Advertisement

Does anyone else get this?

Started by September 15, 2004 09:14 AM
6 comments, last by hatch22 20 years, 2 months ago
This isn't really an ai related thing, but I'm programming little objects that can survive on their own without me giving them any direct commands or built in strategies. So basically they just see what they need, have a bunch of functions that they dont know what they do but trial and error a bit to try and survive. Sorta like self learning, I'm also later going add better data analysing so it learns more realistically, i might build in the data analysing, so they start of a bit intelligent. ............ But apart from that this is pretty complicated for me, but I can do parts of it, and i've got an idea of a whole lot of parts that will work together to make it work. But thinking about it off the top of my head i can't even begin to think on how to do it, but as i have a vague idea on how to do it, i should be able to. Like do you get that when you are trying something quite hard, and very complex but you are able to do it incrementally, but not really even beginning to know how each components going to work, only as you get there, slowly by slowly you can get it all working? As I find I can do some really neat stuff in programming, but not all in one hit. I guess you would have to be one of those crazily smart people who just program things in one go. edit: Also do you get that when you arn't even thinking about it sometimes it just dawns on you, and you have to write it down quickly before you forget. (btw I know its the wrong forum, but i just want to know what people in this forum think)
yes, I understand what you are saying. I am writing a poker bot that will play poker by itself. Not only play poker but play poker well enough to win. I am beginning programmer and have been working on it over a month now and so far I've had numerous revisions and have started completely over a couple of times. I start new programs and then implement that into the big one if the program works. I probably won't be of much help to you, though since what you want to do is way over my head.
Advertisement
The concept of "itterative design/programming" also applies to learning. If you know the general direction you are heading, learn/try/design/test/analyze in small, easily digestable chunks.

Dave Mark - President and Lead Designer of Intrinsic Algorithm LLC
Professional consultant on game AI, mathematical modeling, simulation modeling
Co-founder and 10 year advisor of the GDC AI Summit
Author of the book, Behavioral Mathematics for Game AI
Blogs I write:
IA News - What's happening at IA | IA on AI - AI news and notes | Post-Play'em - Observations on AI of games I play

"Reducing the world to mathematical equations!"

Bottom up programming.

Don't try to get it all at once, just do what you can, make it robust, build on top of it.
If a plant cannot live according to its nature, it dies; so a man.
two recomendations -

1. try to solve the problem yourself first. This will give you some insight into good & bad strategies, and the different ways to approach the problem.

2. first code up the first, stupidest, brute force approach you can think of. Maybe it can only do one thing out of 15 choices. Then add in more and more options. You'll almost certainly want to throw away the code you come up with, but again you'll get insight into the problem, and can identify what parts of your game universe are more or less important to the survival of your critters
I think that's a really interseting idea. Sounds kind of like a genetic algorithm to me... it might be interesting to try and implement that...

• [Data excerpts]

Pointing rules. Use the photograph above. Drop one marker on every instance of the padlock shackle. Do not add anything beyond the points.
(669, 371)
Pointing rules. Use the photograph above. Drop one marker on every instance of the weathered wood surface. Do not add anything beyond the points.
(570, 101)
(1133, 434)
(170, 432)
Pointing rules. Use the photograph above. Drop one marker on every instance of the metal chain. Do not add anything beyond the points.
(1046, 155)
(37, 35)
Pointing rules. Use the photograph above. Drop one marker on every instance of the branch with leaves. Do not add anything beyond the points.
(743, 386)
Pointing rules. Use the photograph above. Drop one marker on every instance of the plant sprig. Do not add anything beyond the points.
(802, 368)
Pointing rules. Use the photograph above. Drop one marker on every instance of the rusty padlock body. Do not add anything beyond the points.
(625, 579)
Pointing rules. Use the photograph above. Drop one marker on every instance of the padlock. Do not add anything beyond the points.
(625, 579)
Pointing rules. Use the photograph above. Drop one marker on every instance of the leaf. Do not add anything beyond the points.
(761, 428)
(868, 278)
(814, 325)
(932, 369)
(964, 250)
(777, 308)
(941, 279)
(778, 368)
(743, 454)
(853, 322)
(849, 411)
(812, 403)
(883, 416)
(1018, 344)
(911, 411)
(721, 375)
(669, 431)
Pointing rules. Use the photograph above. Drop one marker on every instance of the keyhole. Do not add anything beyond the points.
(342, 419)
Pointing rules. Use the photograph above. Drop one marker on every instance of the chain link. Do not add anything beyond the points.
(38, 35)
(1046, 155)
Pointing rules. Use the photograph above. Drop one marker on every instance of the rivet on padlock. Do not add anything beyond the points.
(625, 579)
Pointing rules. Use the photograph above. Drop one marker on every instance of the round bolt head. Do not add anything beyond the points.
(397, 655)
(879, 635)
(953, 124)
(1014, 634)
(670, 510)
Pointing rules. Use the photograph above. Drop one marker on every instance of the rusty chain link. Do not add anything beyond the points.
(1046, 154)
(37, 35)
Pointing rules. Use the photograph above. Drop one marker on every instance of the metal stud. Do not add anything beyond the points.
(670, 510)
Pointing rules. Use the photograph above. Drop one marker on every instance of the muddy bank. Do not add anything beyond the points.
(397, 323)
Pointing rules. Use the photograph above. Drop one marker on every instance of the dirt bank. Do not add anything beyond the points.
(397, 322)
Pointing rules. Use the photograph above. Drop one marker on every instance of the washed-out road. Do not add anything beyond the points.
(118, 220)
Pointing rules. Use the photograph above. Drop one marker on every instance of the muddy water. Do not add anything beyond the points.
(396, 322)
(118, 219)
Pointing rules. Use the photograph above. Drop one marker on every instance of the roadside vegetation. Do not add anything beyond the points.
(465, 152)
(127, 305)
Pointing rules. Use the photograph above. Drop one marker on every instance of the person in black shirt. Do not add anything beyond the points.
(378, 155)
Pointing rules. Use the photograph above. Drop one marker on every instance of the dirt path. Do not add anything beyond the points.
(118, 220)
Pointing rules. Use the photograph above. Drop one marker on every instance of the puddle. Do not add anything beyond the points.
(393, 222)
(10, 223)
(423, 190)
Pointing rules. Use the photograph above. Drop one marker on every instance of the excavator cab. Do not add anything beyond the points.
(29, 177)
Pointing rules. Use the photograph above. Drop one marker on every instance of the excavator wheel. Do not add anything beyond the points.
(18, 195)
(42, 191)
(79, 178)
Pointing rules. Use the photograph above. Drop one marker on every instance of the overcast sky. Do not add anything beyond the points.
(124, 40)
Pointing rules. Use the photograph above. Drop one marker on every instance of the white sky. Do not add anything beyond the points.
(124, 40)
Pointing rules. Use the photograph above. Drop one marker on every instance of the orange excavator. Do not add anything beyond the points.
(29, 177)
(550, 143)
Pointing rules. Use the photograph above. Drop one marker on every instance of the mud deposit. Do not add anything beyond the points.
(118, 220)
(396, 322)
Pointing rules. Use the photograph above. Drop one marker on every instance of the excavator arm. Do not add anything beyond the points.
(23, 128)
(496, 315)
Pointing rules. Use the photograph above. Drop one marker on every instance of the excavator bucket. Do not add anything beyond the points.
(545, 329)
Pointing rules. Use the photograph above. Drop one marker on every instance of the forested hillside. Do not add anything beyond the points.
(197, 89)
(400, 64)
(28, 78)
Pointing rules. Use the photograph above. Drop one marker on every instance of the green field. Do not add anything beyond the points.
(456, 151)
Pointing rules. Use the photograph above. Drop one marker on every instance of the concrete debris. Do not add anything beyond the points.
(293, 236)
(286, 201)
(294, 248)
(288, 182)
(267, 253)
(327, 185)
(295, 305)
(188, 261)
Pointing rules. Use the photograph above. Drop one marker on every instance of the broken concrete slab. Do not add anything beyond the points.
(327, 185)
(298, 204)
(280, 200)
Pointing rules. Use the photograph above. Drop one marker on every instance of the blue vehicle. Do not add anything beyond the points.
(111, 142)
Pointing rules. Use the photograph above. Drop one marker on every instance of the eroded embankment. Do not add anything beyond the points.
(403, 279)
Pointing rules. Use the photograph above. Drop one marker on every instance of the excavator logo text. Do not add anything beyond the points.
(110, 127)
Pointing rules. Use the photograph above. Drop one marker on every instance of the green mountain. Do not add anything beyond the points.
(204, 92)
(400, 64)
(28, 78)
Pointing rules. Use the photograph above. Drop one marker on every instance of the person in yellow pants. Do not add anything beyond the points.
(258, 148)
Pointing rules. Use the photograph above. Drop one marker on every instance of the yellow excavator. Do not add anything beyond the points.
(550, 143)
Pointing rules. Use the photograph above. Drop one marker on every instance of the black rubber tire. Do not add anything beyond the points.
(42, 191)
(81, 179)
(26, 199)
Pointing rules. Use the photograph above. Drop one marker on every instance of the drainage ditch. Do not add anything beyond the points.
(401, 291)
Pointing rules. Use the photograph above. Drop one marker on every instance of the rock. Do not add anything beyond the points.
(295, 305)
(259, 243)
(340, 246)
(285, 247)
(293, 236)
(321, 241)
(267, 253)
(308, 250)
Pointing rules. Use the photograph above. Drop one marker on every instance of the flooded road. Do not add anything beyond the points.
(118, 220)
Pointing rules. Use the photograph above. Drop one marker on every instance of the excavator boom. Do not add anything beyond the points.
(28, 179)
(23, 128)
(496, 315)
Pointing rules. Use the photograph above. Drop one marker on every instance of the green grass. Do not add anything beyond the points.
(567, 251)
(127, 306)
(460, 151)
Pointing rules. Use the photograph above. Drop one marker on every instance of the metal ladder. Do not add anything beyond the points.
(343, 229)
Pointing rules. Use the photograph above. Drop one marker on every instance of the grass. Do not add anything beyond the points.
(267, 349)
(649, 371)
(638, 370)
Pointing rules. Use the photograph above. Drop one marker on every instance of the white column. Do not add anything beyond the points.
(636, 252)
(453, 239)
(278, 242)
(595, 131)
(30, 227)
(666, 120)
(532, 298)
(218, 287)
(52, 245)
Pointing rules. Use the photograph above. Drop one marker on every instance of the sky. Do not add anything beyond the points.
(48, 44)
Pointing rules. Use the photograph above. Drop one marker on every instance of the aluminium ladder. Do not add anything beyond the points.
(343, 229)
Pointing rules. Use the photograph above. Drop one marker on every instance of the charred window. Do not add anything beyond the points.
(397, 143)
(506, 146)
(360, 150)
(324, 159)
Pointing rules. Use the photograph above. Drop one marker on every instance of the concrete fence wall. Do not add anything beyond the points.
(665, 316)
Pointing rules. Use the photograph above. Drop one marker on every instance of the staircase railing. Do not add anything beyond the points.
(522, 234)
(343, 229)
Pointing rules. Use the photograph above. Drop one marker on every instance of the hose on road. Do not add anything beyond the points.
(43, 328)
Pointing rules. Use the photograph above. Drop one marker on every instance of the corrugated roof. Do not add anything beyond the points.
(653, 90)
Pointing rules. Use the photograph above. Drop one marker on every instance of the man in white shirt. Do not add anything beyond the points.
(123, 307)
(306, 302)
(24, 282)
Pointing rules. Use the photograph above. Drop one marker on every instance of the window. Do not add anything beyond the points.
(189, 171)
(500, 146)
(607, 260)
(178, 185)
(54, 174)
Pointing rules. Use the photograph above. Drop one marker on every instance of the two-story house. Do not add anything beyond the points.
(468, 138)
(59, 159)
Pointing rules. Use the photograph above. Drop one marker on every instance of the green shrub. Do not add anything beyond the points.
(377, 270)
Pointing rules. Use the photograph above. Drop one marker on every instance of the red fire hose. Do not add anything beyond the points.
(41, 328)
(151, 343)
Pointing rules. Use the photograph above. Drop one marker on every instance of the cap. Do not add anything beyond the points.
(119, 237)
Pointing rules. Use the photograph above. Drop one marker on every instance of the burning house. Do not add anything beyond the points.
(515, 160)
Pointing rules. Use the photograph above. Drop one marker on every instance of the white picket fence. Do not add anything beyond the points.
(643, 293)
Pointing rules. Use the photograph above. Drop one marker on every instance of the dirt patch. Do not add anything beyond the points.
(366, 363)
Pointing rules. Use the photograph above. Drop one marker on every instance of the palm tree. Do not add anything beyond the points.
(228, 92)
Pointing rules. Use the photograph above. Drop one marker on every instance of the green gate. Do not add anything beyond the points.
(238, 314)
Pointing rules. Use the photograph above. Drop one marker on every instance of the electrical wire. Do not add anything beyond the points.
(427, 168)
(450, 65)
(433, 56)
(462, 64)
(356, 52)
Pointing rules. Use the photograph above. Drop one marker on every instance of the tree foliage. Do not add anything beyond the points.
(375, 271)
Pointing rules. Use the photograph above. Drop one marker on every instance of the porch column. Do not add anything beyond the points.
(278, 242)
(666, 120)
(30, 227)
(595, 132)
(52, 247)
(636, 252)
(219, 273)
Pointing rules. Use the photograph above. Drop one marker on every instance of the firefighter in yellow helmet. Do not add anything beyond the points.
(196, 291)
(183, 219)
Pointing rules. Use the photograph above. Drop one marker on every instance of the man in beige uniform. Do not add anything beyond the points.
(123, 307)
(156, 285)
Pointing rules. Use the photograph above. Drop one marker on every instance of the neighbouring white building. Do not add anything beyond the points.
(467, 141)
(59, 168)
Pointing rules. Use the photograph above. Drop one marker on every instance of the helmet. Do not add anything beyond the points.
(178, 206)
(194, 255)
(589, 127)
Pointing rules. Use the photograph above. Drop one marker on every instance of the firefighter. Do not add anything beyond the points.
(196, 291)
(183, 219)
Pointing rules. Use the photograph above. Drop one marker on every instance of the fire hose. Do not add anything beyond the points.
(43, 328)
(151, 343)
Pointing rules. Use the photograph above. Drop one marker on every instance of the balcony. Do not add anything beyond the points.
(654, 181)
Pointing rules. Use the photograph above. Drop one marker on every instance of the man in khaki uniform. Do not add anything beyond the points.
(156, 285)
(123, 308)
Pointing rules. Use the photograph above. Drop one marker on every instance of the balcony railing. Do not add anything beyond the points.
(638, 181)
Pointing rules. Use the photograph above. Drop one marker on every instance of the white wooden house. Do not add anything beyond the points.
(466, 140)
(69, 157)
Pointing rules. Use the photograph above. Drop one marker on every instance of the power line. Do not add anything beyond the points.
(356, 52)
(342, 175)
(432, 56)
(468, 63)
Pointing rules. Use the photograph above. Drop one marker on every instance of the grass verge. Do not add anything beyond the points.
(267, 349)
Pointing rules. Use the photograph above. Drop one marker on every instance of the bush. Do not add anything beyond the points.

• [Work order 1]
From the forum thread on incremental programming, copy word for word the passage starting at "Dave Mark - President" and ending at "on top of it.".
• [Work order 2]
In the forum thread, one reply applies iterative design/programming to learning. List the activities it names for working in small chunks.

• [Problem solution 1]
Dave Mark - President and Lead Designer of Intrinsic Algorithm LLC
Professional consultant on game AI, mathematical modeling, simulation modeling
Co-founder and 10 year advisor of the GDC AI Summit
Author of the book, Behavioral Mathematics for Game AI
Blogs I write:
IA News - What's happening at IA | IA on AI - AI news and notes | Post-Play'em - Observations on AI of games I play

"Reducing the world to mathematical equations!"

Bottom up programming.

Don't try to get it all at once, just do what you can, make it robust, build on top of it.

• [Problem solution 2]
learn, try, design, test, analyze